> Dataset entries:
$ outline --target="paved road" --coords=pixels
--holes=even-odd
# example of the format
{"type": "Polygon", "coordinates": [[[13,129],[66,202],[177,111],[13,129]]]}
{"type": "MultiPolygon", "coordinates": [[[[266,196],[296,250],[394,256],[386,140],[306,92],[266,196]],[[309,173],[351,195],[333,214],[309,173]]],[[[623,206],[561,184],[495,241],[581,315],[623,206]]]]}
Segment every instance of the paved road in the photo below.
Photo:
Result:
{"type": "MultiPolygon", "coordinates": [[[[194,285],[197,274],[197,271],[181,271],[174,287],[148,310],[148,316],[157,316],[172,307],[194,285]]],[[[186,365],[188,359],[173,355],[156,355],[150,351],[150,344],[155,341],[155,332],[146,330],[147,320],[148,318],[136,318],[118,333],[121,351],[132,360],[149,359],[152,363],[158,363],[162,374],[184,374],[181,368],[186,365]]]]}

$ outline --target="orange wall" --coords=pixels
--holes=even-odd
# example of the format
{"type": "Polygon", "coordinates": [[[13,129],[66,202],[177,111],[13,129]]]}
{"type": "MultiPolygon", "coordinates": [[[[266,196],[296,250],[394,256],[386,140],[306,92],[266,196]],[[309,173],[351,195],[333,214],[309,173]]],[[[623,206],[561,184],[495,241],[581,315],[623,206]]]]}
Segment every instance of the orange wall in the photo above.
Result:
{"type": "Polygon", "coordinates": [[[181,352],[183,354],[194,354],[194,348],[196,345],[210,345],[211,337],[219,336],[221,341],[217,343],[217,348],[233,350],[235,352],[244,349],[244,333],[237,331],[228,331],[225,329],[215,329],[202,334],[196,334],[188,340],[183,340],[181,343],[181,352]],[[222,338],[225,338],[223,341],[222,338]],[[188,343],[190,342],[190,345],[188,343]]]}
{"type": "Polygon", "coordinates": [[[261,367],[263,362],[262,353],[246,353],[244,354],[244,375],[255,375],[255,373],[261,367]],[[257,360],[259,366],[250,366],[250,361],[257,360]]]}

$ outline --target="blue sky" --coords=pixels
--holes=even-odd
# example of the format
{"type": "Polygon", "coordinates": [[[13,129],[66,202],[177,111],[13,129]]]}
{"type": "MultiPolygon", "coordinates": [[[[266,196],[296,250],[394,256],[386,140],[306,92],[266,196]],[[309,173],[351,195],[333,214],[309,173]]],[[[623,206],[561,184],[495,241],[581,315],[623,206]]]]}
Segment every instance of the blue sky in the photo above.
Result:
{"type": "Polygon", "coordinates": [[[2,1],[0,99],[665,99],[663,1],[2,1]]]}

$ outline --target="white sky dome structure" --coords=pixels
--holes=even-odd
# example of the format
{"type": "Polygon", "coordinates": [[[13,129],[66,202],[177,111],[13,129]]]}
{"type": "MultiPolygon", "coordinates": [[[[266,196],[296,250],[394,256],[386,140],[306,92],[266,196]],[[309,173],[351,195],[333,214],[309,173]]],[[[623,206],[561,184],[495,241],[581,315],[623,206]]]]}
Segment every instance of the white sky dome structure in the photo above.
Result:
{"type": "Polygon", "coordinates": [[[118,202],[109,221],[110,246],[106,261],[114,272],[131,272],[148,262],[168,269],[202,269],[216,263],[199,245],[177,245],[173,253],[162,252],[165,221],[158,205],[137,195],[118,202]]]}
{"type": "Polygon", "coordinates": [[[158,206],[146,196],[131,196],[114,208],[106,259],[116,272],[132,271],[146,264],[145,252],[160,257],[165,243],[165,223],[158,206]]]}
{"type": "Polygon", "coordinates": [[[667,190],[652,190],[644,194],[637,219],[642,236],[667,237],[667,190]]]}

* * *

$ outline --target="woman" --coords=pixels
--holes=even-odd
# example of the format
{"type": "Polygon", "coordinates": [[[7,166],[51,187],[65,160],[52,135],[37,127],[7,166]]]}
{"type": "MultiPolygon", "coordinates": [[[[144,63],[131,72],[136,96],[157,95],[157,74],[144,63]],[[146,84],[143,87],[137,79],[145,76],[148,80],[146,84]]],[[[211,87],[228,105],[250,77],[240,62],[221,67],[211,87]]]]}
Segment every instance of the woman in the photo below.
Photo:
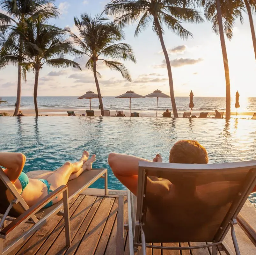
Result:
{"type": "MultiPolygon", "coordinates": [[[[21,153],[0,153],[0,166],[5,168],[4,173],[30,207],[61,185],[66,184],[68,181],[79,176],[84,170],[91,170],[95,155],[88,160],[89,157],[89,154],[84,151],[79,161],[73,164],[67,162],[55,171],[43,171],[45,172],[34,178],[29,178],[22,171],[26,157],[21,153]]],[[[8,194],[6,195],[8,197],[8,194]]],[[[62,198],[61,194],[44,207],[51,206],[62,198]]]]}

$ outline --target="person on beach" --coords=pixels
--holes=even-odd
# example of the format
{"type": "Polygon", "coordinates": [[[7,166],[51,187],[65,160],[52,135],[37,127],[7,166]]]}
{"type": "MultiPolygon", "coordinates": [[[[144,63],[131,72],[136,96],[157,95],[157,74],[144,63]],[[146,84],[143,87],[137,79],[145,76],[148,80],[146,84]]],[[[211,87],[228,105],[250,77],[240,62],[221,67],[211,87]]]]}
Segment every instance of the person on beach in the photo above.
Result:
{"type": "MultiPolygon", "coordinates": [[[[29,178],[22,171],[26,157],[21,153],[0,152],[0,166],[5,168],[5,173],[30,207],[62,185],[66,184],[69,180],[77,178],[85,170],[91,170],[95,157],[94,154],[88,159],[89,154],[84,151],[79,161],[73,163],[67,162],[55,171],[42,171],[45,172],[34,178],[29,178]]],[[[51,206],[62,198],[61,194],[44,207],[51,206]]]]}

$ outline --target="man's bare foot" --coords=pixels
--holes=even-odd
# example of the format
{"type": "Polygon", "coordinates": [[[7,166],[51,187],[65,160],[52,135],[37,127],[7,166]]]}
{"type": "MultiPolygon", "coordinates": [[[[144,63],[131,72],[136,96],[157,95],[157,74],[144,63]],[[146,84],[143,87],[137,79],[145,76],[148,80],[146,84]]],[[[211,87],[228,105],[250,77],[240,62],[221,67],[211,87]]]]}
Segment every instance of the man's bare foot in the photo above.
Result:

> Exercise details:
Show each line above that contains the word "person". Case matters.

> Reply:
$ outline --target="person on beach" --coords=pixels
Segment every instance of the person on beach in the photo above.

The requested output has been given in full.